_Goal:_
Each record below is to be reproduced without any change.

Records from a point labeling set
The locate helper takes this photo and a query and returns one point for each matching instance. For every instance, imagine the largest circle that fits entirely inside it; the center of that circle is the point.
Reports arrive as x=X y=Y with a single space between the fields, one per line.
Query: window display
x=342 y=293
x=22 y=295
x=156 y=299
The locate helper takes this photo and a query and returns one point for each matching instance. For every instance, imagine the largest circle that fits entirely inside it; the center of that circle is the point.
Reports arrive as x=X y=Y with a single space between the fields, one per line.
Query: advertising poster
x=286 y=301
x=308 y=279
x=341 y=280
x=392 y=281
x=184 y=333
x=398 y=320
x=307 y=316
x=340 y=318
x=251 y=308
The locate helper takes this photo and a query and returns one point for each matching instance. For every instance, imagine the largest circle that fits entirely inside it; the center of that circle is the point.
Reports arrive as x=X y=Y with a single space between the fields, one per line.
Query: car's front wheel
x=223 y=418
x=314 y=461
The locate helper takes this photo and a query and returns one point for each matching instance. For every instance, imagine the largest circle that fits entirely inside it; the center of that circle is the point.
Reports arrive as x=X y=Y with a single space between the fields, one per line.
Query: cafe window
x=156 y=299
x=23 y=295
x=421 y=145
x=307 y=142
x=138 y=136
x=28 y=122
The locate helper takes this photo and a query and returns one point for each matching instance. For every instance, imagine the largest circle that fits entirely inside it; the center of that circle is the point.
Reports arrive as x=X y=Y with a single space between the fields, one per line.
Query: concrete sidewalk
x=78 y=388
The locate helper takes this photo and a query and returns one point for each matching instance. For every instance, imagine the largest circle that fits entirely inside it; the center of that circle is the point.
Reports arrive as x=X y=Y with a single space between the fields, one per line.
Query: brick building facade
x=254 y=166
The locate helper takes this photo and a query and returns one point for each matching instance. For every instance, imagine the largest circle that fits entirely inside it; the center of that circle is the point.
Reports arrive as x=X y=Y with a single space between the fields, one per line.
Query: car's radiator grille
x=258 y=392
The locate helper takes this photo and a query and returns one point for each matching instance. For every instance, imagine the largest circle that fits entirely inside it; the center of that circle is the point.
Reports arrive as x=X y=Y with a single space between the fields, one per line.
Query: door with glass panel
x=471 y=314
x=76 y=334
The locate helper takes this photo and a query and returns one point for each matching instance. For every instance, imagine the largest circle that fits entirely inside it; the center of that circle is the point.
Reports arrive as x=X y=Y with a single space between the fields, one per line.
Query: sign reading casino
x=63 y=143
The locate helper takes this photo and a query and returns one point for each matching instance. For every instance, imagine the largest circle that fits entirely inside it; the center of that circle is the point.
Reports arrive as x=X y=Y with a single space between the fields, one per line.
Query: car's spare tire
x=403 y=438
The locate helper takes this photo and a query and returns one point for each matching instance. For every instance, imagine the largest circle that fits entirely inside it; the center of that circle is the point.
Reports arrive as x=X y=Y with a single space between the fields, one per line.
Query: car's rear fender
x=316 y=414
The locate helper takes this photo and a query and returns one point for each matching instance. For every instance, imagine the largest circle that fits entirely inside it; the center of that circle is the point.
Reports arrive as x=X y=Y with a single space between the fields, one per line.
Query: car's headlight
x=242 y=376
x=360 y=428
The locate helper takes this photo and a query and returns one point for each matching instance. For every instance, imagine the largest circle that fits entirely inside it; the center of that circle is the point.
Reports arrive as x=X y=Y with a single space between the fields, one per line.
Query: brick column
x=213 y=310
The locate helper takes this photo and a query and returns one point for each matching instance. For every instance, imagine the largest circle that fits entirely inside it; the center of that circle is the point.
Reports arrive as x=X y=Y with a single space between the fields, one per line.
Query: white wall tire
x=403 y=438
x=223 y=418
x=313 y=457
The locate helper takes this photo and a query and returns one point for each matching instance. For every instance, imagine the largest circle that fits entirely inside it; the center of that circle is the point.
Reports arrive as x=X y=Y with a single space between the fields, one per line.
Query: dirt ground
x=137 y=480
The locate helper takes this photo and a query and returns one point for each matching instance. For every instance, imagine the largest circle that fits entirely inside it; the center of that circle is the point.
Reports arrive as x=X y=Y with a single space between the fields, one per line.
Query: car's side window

_Response below:_
The locate helper takes this photo and a query and returns one point for each matching instance. For every instance, imagine the largest circle that fits entirely inside it; the center of that circle is the point.
Reports arrive as x=X y=Y with a single space between the fields, one per line.
Query: window display
x=342 y=293
x=22 y=295
x=156 y=299
The locate helper takes this photo and a query and returns one point for each matching instance. For every instance, imagine the largest circle that fits entirely inside it; the center of that circle is the point.
Reports arrive as x=X y=Y with a single space between the fields, one per line.
Query: advertising poster
x=286 y=301
x=308 y=279
x=341 y=280
x=392 y=281
x=184 y=333
x=398 y=320
x=307 y=316
x=340 y=318
x=251 y=308
The locate helper takes this photo and a query and returns one point for each matching instance. For every instance, imagine the largest circle that fits entirely inside it; the center of that circle is the point.
Reports arrive as x=X y=Y with a single space between the fields, one per line.
Query: car's front wheel
x=223 y=418
x=314 y=461
The locate helper takes this photo and a query and returns one point for each matching instance. For every instance, imagine the largest circle that fits entirely inside it; the center of that circle is the point.
Reports arrive as x=X y=Y with a single space between the fields, one per line.
Query: cafe window
x=156 y=299
x=23 y=295
x=421 y=145
x=307 y=142
x=138 y=136
x=28 y=122
The locate helper takes this photo and a query and returns one point for each matching instance. For every instance, imagine the largest circle that fits entirely inside it; the center of that circle is the point.
Reports arrive as x=X y=Y with a single space between the fields, one per line.
Query: concrete sidewalk
x=78 y=388
The locate helper takes this photo and a query and returns one point for each matching instance. For every instance, imagine the largest circle that fits entirely inside it; the center of that circle is the point.
Reports arrive as x=X y=Y with a single space between the fields, one per line.
Query: brick building facade
x=254 y=166
The locate helper takes this photo and a query and returns one point for each matching instance. For every instance, imagine the largest circle that fits entirely inside it; the center of that circle is the point.
Reports arrive as x=X y=Y with a single space between the fields, one per line.
Query: car's radiator grille
x=258 y=392
The locate helper takes this photo and a query and returns one point for each matching instance. For every instance, imagine the largest circle that fits entirely inside it; the center of that circle is the point.
Reports arrive as x=X y=Y with a single space between the fields, one per line.
Query: door with glass panel
x=471 y=314
x=76 y=334
The locate helper takes this photo and a query and returns one point for each matching instance. For every instance, imagine the largest circle that fits entirely inside it; the center of that circle is the point.
Reports arrive as x=X y=Y with a single space between the fields, one per line.
Query: sign reading casino
x=63 y=143
The locate helper takes this photo and a query and returns one point for each matching instance. For every instance, imagine the largest circle that fits entirely inside it; the center of that circle is the point.
Reports arrive as x=X y=Y with a single space between the fields, one per line.
Query: car's spare tire
x=403 y=438
The locate helper takes this photo and a query and returns one point for each matching instance. For every instance, imagine the largest circle that fits entirely inside it; the center of that circle is the point.
Reports arrive as x=X y=Y with a single space between the fields, one per line.
Query: car's rear fender
x=316 y=414
The locate helper takes this photo and a query and returns one point for each matching instance. For every instance, imagine the largest circle that fits entirely inside it; the center of that circle is the point.
Reports arrive as x=X y=Y with a single space between the fields, one per line.
Query: car's headlight
x=242 y=376
x=360 y=428
The locate helper takes this photo and a query and returns one point for each matching instance. For every instance, imagine the largest circle that fits entirely inside it; the center of that circle is the point.
Reports arrive as x=X y=Y with a single space between the fields, one per line.
Query: brick column
x=213 y=310
The locate helper takes this photo and a query and returns one point for each matching instance. For every instance, imagine the largest circle that fits entirely inside it; the center of that circle is the point.
Reports arrive as x=X y=Y with a single space between the fields, one per line.
Query: white wall tire
x=403 y=438
x=223 y=418
x=313 y=457
The locate helper takes this photo and a query and returns one point for each matching instance. For every instance, imagine the largest circle that fits entirely inside it; the center of that circle is the point.
Reports arrive as x=X y=Y with a single space between the fields, one per line.
Query: dirt ground
x=137 y=480
The locate helper takes this photo and a query and returns one point for each matching instance. For every instance, imagine the largest circle that fits entirely inside it; the center of that circle is the point.
Reports arrive as x=X y=Y with a single space between the fields, one per line.
Query: car's side window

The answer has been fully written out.